Arrange every line of the data below as a numbered list, omitting blank lines and any pictures.

* [EXTRACTED RECORDS]
==================================================

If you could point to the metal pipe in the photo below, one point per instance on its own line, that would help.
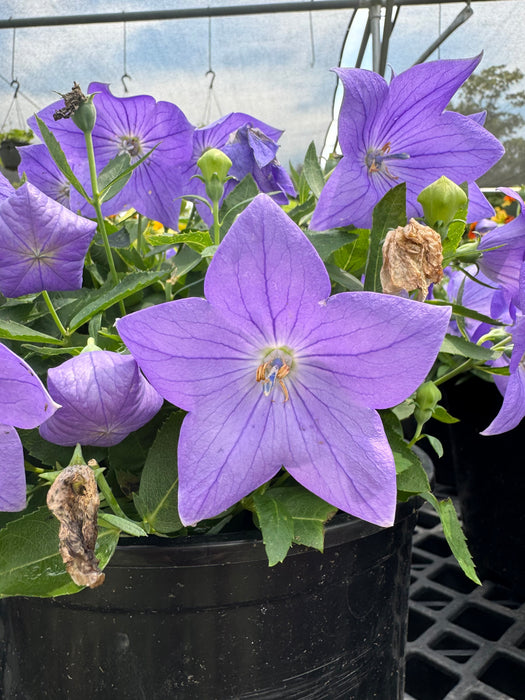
(189, 13)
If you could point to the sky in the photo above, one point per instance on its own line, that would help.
(273, 66)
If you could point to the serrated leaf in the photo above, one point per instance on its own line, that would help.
(454, 534)
(443, 416)
(30, 563)
(59, 157)
(132, 283)
(326, 242)
(11, 330)
(312, 171)
(130, 527)
(157, 500)
(276, 526)
(455, 345)
(388, 214)
(309, 514)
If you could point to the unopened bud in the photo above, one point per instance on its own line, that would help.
(412, 259)
(441, 201)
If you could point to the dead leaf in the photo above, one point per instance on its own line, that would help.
(73, 498)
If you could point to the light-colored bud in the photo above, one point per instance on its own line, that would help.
(412, 259)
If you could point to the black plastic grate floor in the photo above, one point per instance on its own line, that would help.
(465, 642)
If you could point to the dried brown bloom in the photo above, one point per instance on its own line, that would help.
(412, 259)
(72, 101)
(73, 498)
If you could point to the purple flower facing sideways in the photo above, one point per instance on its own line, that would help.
(24, 403)
(503, 251)
(275, 373)
(252, 147)
(42, 244)
(103, 398)
(131, 125)
(402, 133)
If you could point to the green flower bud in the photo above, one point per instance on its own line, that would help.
(427, 398)
(85, 116)
(214, 165)
(441, 201)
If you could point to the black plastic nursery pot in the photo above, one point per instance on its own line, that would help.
(490, 481)
(207, 618)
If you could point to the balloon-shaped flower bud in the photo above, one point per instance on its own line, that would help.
(441, 201)
(104, 397)
(427, 398)
(214, 166)
(412, 259)
(79, 108)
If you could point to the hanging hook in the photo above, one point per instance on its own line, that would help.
(123, 79)
(16, 85)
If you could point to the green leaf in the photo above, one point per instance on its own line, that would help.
(59, 157)
(16, 331)
(454, 534)
(131, 284)
(309, 514)
(198, 240)
(455, 345)
(326, 242)
(130, 527)
(30, 563)
(345, 279)
(443, 416)
(276, 526)
(312, 171)
(388, 214)
(157, 501)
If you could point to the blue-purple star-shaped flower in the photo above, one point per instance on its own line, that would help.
(274, 372)
(402, 133)
(24, 403)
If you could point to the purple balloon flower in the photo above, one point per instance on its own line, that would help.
(41, 170)
(103, 398)
(503, 251)
(273, 372)
(131, 125)
(24, 403)
(402, 133)
(252, 147)
(42, 244)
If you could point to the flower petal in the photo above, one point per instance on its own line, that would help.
(25, 402)
(267, 274)
(339, 451)
(103, 398)
(379, 347)
(188, 350)
(12, 474)
(230, 447)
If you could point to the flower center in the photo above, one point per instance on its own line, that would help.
(131, 145)
(377, 159)
(271, 372)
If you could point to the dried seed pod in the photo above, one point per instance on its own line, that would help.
(73, 498)
(412, 259)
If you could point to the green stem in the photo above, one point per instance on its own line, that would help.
(98, 210)
(52, 311)
(464, 367)
(108, 495)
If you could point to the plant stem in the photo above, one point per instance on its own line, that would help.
(98, 210)
(52, 311)
(110, 498)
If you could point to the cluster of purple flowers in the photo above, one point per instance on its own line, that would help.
(272, 370)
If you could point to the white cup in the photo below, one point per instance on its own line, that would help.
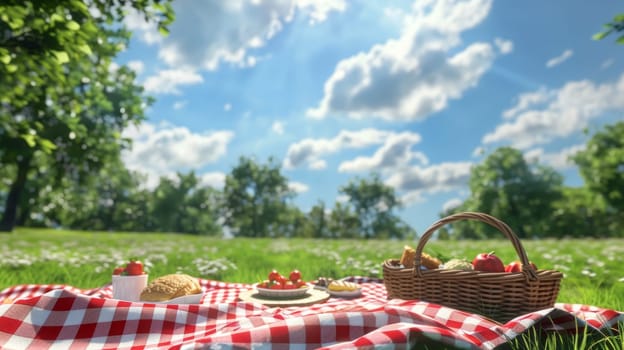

==================================================

* [ANSWER TO THIS EXERCISE]
1. If you could point to the metal pipe in the photo below, one point per instance on its own line, that would help.
2. (189, 13)
3. If you could point to the sky in the photo above, one point per instance on its own line, that would help.
4. (273, 66)
5. If you could point to the serrated leaf in the photo above, one point per instance on its own line, that would help.
6. (454, 534)
7. (443, 416)
8. (30, 563)
9. (59, 157)
10. (132, 283)
11. (326, 242)
12. (11, 330)
13. (312, 171)
14. (130, 527)
15. (157, 500)
16. (276, 526)
17. (455, 345)
18. (388, 214)
19. (309, 514)
20. If you could point to the unopened bud in the photo above, one point per instance on its own line, that would help.
21. (412, 259)
22. (441, 201)
23. If you could point to the dead leaf in the photo above, one point per instance on its own line, that would help.
24. (73, 498)
25. If you could point to the light-colored bud in the photo above, one point per instance on its own line, that would help.
26. (412, 259)
27. If you could point to the black plastic grate floor in the photo above, one point per instance on its own line, that would help.
28. (465, 642)
29. If you could point to the dried brown bloom in the photo above, one point per instance on its own line, that would help.
30. (412, 259)
31. (72, 101)
32. (73, 498)
33. If you could point to the purple flower facing sideways in the photo above, one point per instance on its own line, that would help.
34. (24, 403)
35. (503, 251)
36. (275, 373)
37. (252, 147)
38. (42, 244)
39. (103, 398)
40. (131, 125)
41. (402, 133)
42. If you could point to the green flower bud in the photo above, one point per instance on its own line, that would help.
43. (427, 398)
44. (85, 116)
45. (214, 165)
46. (441, 201)
47. If you could point to the black plastic nursery pot in the photo above, one point per instance on its own line, that would help.
48. (490, 481)
49. (207, 618)
50. If you could point to the balloon-shaped flower bud in the photo above, one point per instance on its own line, that would help.
51. (441, 201)
52. (104, 397)
53. (427, 398)
54. (214, 166)
55. (412, 259)
56. (79, 108)
57. If you could point to the hanging hook in the photo above, one point per instance on its own line, that would help.
58. (123, 79)
59. (16, 85)
60. If you could point to the green leaf in the photo above, one point per instance on its own line, that would help.
61. (59, 157)
62. (16, 331)
63. (454, 534)
64. (131, 284)
65. (309, 514)
66. (198, 240)
67. (455, 345)
68. (326, 242)
69. (130, 527)
70. (30, 563)
71. (345, 279)
72. (443, 416)
73. (276, 526)
74. (312, 171)
75. (388, 214)
76. (157, 501)
77. If you could point to the blue-purple star-shaped flower in the photo above, one point per instance on its own line, that would help.
78. (274, 372)
79. (402, 133)
80. (24, 403)
81. If you could point to the purple balloon flower in the photo above, one point per instance on its own line, that would help.
82. (41, 170)
83. (103, 398)
84. (503, 251)
85. (273, 372)
86. (131, 125)
87. (24, 403)
88. (402, 133)
89. (252, 147)
90. (42, 244)
91. If you could point to the flower petal in the photo above, one point per instance on its own line, that would help.
92. (25, 402)
93. (267, 274)
94. (339, 451)
95. (103, 398)
96. (379, 347)
97. (188, 350)
98. (12, 474)
99. (230, 447)
100. If you could point to the flower center in the photo above, one point per instance on its own line, that would help.
101. (131, 145)
102. (377, 159)
103. (271, 372)
104. If you could point to the dried seed pod in the photo above, one point per instance on its own line, that would help.
105. (73, 498)
106. (412, 259)
107. If you could point to the green stem in the photo above, one point per instance on its own line, that would help.
108. (98, 210)
109. (52, 311)
110. (464, 367)
111. (108, 495)
112. If you could point to the plant stem in the photo above, one point per instance on its own line, that would help.
113. (98, 210)
114. (52, 311)
115. (110, 498)
116. If you could point to the cluster of purple flowers in the photo above, one point per instance on its own line, that would help.
117. (272, 370)
118. If you could point to the white cup in the photo below, one point per instance on its own line, that would help.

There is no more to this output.